» **PASSAGE PROVIDED**
People are facing severe money worries in the cost of living crisis. Image: Pexels
People with severe mental health issues are struggling with suicidal thoughts, panic attacks and relapses as a result of the cost of living crisis, devastating research from a leading mental health charity has revealed.
Mental Health UK surveyed 800 people living with mental illnesses such as bipolar, schizophrenia, severe depression and anxiety. Money worries are leading many of them to relapse and have suicidal thoughts.
More than half experienced suicidal thoughts (51 per cent) and panic attacks (53 per cent) because of concerns about money. Over two in five (41 per cent) reported a relapse, while almost one in three (31 per cent) had to increase the dosage of their medication.
Brian Dow, chief executive of Mental Health UK, said: “These devastating statistics underline the catastrophic impact of the cost of living crisis on people’s mental health. In a situation that can often prove overwhelming, any opportunity to signpost people severely affected by mental illness to free specialist debt and money advice is crucial, and sometimes just one conversation can be a lifesaver.”
Mental Health UK, alongside the Royal College of Psychiatrists, is urging health professionals to ask people they support about their finances to catch money troubles early before debt deepens.
“Health and social care professionals don’t need to be financial experts,” Dow added, “but asking people about their debt, the same way they might ask them about their alcohol intake or smoking, will make it easier to open up a conversation that can identify if they would benefit from specialist financial support that can make a meaningful difference to their mental health.”
People on low incomes are being hardest hit by the cost of living crisis, with the number of people whose mental health has been impacted “a lot” rising to 82 per cent among those on universal credit. With universal credit not enough to live on, people are suffering physically and mentally.

» **LIST OF TASKS**
1 – From the article on the cost of living crisis and mental health, list every mental illness named as an example among the people Mental Health UK surveyed.
2 – Answer these questions using the article on the cost of living crisis and mental health:
(a) How many people did Mental Health UK survey?
(b) Which organization is joining Mental Health UK in urging health professionals to ask people about their finances?
(c) What percentage of people on universal credit reported that their mental health had been impacted "a lot"?
3 – Print the article on the cost of living crisis and mental health from "Mental Health UK, alongside" up to and including "physically and mentally.".

» **RECORDED INFORMATION**
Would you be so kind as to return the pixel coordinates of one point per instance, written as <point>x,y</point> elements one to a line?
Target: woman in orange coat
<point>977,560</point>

==

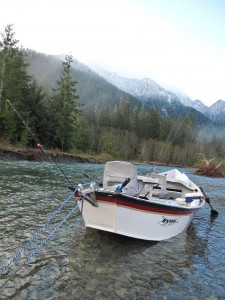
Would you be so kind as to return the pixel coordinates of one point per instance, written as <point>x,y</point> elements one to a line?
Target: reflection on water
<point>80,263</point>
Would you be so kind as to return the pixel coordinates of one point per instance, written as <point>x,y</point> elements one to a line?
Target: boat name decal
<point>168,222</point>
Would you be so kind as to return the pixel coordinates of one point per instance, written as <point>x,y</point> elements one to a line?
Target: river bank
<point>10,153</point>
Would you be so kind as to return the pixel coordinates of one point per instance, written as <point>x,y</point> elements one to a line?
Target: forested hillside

» **OUTPUTS FOR THE TASKS**
1 – Bipolar, schizophrenia, severe depression, anxiety

2 –
(a) 800 people
(b) The Royal College of Psychiatrists
(c) 82 per cent

3 –
Mental Health UK, alongside the Royal College of Psychiatrists, is urging health professionals to ask people they support about their finances to catch money troubles early before debt deepens.
“Health and social care professionals don’t need to be financial experts,” Dow added, “but asking people about their debt, the same way they might ask them about their alcohol intake or smoking, will make it easier to open up a conversation that can identify if they would benefit from specialist financial support that can make a meaningful difference to their mental health.”
People on low incomes are being hardest hit by the cost of living crisis, with the number of people whose mental health has been impacted “a lot” rising to 82 per cent among those on universal credit. With universal credit not enough to live on, people are suffering physically and mentally.